## [Work to do]
Rewrite the stretch of the brownie recipe from "Instructions" through "overhang; butter foil.", replacing each occurrence of "foil" with "parchment".

---------- Provided text ----------

These decadent treats are the love child of a fudge brownie and peanut butter cup!
Prep Time25 minutes
Cook Time30 minutes
Cool and Refrigeration Time22 hours 30 minutes
Total Time3 hours 25 minutes
Course: Dessert
Cuisine: American
Keyword: Baking, Bars, Chocolate, Peanut Butter
Servings: 24 brownies
Author: Nicole

Ingredients

For the Brownies

  • 6 ounces (12 tablespoons) unsalted butter
  • 7 ounces semisweet chocolate, chopped
  • 3 ounces unsweetened chocolate, chopped
  • 1 ½ cups granulated sugar
  • 1 ½ teaspoons pure vanilla extract
  • ½ teaspoon espresso powder
  • ¼ teaspoon kosher salt
  • 4 extra-large eggs
  • 1 cup unbleached all-purpose flour
  • ½ cup semisweet chocolate chips

For the Filling

  • 1 ½ cups chunky peanut butter
  • 3 ounces (6 tablespoons) unsalted butter at room temperature
  • 1 cup plus 2 tablespoons confectioners' sugar
  • ¼ teaspoon kosher salt
  • ½ teaspoon pure vanilla extract
  • 1 ½ tablespoons whole milk

For the Ganache

  • 2 (4.4 ounce) bars of milk chocolate, chopped
  • 5 tablespoons unsalted butter

Instructions

For the Brownies

  • Position rack in center of oven and preheat to 325ºF. Line a 9 x 13-inch baking pan with foil slings, leaving long overhang; butter foil.

---------- Listed records ----------

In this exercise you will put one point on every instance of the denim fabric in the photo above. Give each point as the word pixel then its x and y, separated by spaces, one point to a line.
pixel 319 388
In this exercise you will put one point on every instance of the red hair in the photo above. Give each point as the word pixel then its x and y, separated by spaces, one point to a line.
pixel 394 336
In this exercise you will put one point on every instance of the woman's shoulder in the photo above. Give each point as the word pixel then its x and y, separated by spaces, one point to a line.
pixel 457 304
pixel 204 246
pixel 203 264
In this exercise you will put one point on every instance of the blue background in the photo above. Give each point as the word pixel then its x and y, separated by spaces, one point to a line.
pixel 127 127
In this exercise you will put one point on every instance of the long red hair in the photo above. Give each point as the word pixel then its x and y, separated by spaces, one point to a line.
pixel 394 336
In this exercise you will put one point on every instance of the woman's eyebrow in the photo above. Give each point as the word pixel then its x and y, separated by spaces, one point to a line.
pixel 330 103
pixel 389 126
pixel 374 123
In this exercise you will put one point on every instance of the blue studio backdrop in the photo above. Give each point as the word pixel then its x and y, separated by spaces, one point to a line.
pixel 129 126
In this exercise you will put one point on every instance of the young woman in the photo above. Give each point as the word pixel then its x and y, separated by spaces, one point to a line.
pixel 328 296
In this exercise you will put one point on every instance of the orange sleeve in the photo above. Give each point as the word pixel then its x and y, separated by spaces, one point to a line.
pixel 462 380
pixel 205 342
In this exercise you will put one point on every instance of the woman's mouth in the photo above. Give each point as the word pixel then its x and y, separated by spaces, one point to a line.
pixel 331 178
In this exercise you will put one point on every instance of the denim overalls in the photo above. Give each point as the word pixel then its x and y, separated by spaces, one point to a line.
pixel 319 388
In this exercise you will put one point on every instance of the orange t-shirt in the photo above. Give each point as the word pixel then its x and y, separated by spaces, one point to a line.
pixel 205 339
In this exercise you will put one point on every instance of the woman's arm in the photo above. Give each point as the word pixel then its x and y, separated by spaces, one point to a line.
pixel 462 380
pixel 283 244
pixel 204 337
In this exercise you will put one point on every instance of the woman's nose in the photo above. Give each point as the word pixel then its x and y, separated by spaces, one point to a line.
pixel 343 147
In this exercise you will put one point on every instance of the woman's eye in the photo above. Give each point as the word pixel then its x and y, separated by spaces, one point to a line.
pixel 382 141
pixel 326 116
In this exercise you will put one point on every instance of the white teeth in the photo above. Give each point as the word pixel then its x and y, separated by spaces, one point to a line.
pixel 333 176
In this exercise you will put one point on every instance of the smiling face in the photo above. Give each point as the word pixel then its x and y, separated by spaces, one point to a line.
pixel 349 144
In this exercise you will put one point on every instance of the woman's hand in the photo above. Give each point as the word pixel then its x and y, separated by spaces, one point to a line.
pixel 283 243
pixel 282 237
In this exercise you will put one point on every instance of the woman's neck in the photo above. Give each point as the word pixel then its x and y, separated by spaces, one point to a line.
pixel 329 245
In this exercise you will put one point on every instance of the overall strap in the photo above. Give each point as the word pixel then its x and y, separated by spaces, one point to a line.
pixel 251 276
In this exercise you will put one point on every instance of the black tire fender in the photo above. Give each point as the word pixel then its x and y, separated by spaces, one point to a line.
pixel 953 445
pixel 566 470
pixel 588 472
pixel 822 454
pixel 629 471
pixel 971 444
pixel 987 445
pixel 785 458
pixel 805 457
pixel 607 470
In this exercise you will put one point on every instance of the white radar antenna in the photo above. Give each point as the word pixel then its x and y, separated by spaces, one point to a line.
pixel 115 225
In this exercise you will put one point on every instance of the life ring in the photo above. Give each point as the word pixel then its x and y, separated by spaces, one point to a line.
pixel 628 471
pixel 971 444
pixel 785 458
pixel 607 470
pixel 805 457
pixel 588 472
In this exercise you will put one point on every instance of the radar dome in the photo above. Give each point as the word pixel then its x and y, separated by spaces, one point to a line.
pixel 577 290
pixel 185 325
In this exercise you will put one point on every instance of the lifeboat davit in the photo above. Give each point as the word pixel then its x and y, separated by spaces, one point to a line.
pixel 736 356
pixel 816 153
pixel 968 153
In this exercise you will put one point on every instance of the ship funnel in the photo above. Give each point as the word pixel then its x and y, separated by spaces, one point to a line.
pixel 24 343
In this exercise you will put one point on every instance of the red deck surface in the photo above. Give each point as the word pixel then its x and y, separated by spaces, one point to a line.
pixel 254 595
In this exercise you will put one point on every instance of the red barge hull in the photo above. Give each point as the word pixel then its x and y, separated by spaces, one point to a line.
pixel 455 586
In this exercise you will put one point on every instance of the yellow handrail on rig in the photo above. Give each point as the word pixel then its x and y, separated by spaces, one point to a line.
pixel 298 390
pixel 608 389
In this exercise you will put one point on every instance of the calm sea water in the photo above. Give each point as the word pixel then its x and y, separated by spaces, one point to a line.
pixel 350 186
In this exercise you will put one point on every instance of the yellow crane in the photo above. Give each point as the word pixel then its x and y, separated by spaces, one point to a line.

----------

## [Solution to this problem]
Instructions

For the Brownies

  • Position rack in center of oven and preheat to 325ºF. Line a 9 x 13-inch baking pan with parchment slings, leaving long overhang; butter parchment.